This chapter establishes the mathematical rationale for the specific error metrics and tracking algorithms implemented in the framework’s evaluation engine.

1. The Mathematics of Forecasting Metrics¶

The evaluation engine computes a diverse suite of metrics because no single mathematical norm captures all dimensions of predictive failure [Hyndman and Koehler, 2006].

\(L_1\) and \(L_2\) Loss Metrics¶

The fundamental scale-dependent metrics measure the absolute magnitude of the error:

Mean Absolute Error (MAE):

\[\text{MAE} = \frac{1}{N} \sum_{i=1}^N |Y_i - \hat{Y}_i|\]

MAE penalizes errors linearly, making it mathematically robust to massive, isolated target outliers.
Root Mean Square Error (RMSE):

\[\text{RMSE} = \sqrt{ \frac{1}{N} \sum_{i=1}^N (Y_i - \hat{Y}_i)^2 }\]

Because RMSE is based on the \(L_2\) norm, it penalizes the variance of the errors [Chai and Draxler, 2014]. A model with a low MAE but a high RMSE indicates that while it is generally accurate, it occasionally makes catastrophic forecasting errors.

Relative Percentage Errors (The SMAPE Advantage)¶

In industrial datasets (e.g., varying smart meters), targets exist on vastly different scales. Scale-independent metrics are required to average performance across heterogeneous topologies.

Mean Absolute Percentage Error (MAPE):

\[\text{MAPE} = \frac{100}{N} \sum_{i=1}^N \left| \frac{Y_i - \hat{Y}_i}{Y_i} \right|\]

While highly interpretable, MAPE possesses a severe mathematical asymmetry: it penalizes over-forecasting (\(\hat{Y}_i > Y_i\)) exponentially more heavily than under-forecasting. Furthermore, if the true target \(Y_i = 0\), the metric explodes to infinity, instantly crashing automated evolutionary pipelines (AutoTAM).

### RECORDED INFORMATION
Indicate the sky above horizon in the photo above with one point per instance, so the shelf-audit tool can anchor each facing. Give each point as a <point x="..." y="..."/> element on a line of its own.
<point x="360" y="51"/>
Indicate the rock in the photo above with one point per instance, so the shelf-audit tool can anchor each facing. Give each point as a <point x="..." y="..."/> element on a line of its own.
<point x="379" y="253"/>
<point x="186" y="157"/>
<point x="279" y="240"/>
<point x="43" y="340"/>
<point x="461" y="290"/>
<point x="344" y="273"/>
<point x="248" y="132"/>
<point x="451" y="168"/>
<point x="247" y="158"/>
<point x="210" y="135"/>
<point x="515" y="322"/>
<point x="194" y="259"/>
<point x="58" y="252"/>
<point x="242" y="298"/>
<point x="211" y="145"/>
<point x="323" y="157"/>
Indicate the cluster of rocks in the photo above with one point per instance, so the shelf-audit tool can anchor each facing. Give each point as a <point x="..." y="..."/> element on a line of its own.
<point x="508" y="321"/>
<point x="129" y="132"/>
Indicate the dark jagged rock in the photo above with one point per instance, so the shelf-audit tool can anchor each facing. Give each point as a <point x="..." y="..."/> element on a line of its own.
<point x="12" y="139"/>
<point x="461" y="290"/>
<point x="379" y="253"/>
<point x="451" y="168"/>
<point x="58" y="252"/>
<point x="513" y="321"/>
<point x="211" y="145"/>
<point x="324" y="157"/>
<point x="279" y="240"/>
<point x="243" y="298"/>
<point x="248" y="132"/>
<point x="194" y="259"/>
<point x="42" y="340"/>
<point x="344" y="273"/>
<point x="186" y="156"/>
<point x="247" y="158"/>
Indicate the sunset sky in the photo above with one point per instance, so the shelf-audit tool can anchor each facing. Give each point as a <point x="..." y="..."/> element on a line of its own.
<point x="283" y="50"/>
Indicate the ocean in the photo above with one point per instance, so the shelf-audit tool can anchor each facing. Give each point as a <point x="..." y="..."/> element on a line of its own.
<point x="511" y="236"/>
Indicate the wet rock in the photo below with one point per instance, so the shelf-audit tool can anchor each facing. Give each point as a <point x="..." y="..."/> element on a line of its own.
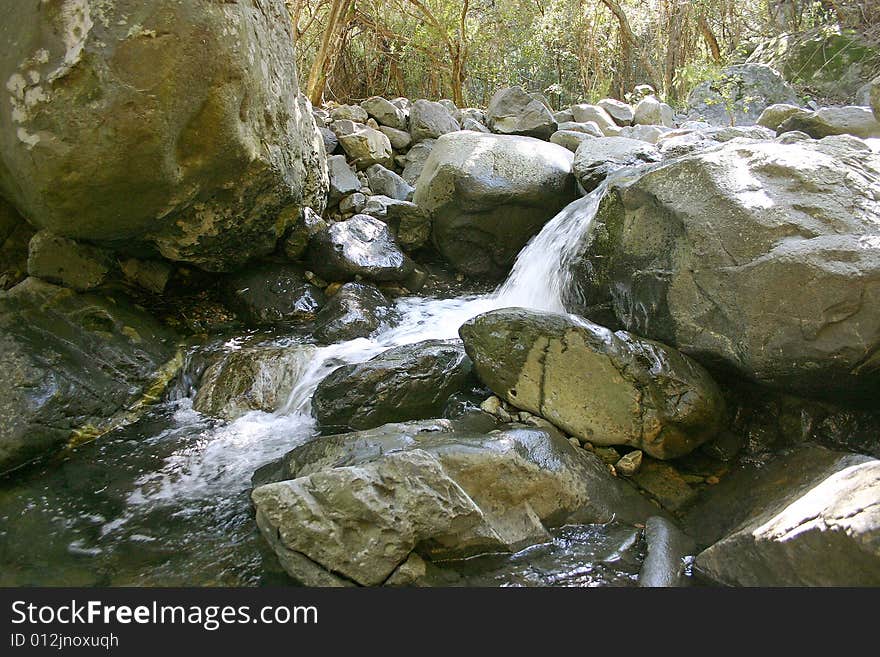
<point x="513" y="111"/>
<point x="72" y="366"/>
<point x="222" y="147"/>
<point x="361" y="246"/>
<point x="65" y="262"/>
<point x="489" y="194"/>
<point x="422" y="488"/>
<point x="405" y="383"/>
<point x="595" y="159"/>
<point x="355" y="311"/>
<point x="602" y="387"/>
<point x="251" y="379"/>
<point x="272" y="293"/>
<point x="792" y="305"/>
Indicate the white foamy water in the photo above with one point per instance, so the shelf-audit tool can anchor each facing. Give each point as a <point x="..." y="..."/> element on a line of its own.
<point x="221" y="461"/>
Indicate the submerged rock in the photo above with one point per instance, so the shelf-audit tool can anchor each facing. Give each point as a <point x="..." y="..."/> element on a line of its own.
<point x="404" y="383"/>
<point x="602" y="387"/>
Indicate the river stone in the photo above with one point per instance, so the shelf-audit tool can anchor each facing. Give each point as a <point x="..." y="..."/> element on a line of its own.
<point x="596" y="158"/>
<point x="856" y="121"/>
<point x="739" y="95"/>
<point x="621" y="112"/>
<point x="404" y="383"/>
<point x="149" y="124"/>
<point x="68" y="263"/>
<point x="271" y="293"/>
<point x="251" y="379"/>
<point x="385" y="112"/>
<point x="424" y="488"/>
<point x="513" y="111"/>
<point x="601" y="387"/>
<point x="758" y="258"/>
<point x="489" y="194"/>
<point x="429" y="120"/>
<point x="71" y="365"/>
<point x="355" y="311"/>
<point x="361" y="246"/>
<point x="387" y="183"/>
<point x="814" y="521"/>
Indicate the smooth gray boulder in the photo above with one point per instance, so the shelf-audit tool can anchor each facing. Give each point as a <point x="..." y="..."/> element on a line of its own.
<point x="224" y="150"/>
<point x="760" y="258"/>
<point x="489" y="194"/>
<point x="602" y="387"/>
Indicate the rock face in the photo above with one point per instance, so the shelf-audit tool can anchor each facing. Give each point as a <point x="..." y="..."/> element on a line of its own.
<point x="513" y="111"/>
<point x="361" y="246"/>
<point x="405" y="383"/>
<point x="224" y="147"/>
<point x="603" y="387"/>
<point x="739" y="95"/>
<point x="271" y="293"/>
<point x="595" y="159"/>
<point x="809" y="518"/>
<point x="759" y="257"/>
<point x="489" y="194"/>
<point x="424" y="489"/>
<point x="71" y="364"/>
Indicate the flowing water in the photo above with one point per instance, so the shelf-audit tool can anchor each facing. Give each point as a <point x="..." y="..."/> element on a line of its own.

### WHAT YOU NEED TO DO
1. In the forecasting-metrics text, copy word for word the stretch from "Because RMSE is" through "across heterogeneous topologies.".
2. List every metric that the forecasting-metrics text gives a formula for, with its full name and abbreviation.

### EXERCISE ANSWERS
1.
Because RMSE is based on the \(L_2\) norm, it penalizes the variance of the errors [Chai and Draxler, 2014]. A model with a low MAE but a high RMSE indicates that while it is generally accurate, it occasionally makes catastrophic forecasting errors.

Relative Percentage Errors (The SMAPE Advantage)¶

In industrial datasets (e.g., varying smart meters), targets exist on vastly different scales. Scale-independent metrics are required to average performance across heterogeneous topologies.

2.
- Mean Absolute Error (MAE)
- Root Mean Square Error (RMSE)
- Mean Absolute Percentage Error (MAPE)